Excerpted passage:
——
However, spatial redundancy is very costly to implement, due to the replication of hardware resources and the addition of the logic to implement the majority voting. This has large impact not only on the area footprint of the SoC, but also on its power consumption, particularly unwanted for class of devices that operate under very tiny area and power budget (e.g. safety-critical IoT applications).

At IIS we want to explore innovative solutions that leverage the concept of repetition-in-time [1,2] (rather than spatial replication) to implement fault-detection (and correction) mechanisms. Instead of replicating hardware resources, we replicate the instruction flow over the time: each instruction (or set of instructions) is executed N times and the results/states produced by the instructions are voted to detect eventual failures. This approach would guarantee the same reliability as spatial redundancy with less area footprint and power consumption, at the cost of reduced execution performance of the application.
——
Exercise requirements:
**1.** List every remark enclosed in round brackets in the passage on fault detection.
**2.** In the passage on fault detection, reproduce the text between "However, spatial redundancy" and "safety-critical IoT applications).", inclusive, swapping "power consumption" for "energy consumption".

Given information:
——
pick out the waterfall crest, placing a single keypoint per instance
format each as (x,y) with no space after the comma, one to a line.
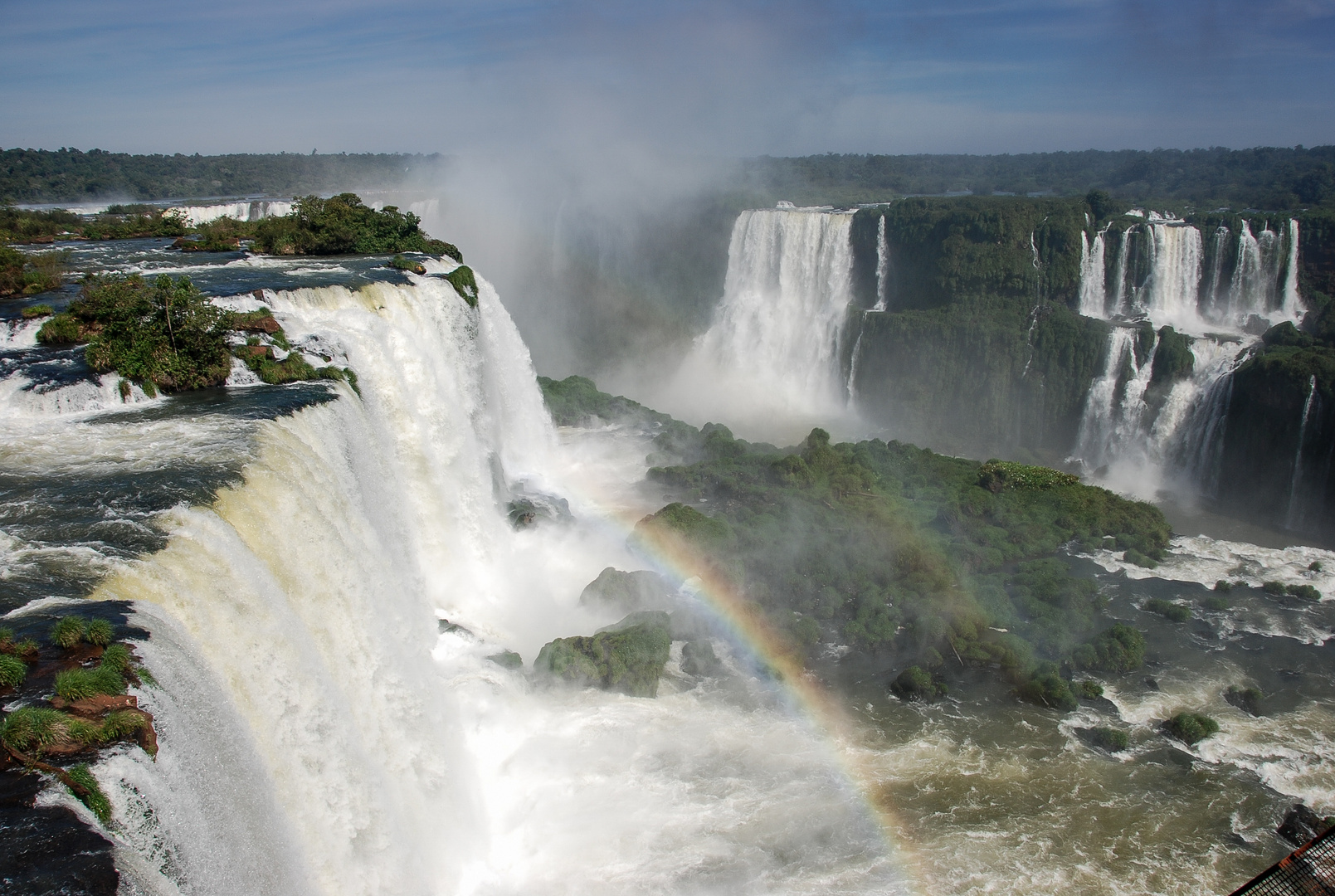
(775,348)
——
Worked solutions:
**1.**
- (e.g. safety-critical IoT applications)
- (rather than spatial replication)
- (and correction)
- (or set of instructions)

**2.**
However, spatial redundancy is very costly to implement, due to the replication of hardware resources and the addition of the logic to implement the majority voting. This has large impact not only on the area footprint of the SoC, but also on its energy consumption, particularly unwanted for class of devices that operate under very tiny area and power budget (e.g. safety-critical IoT applications).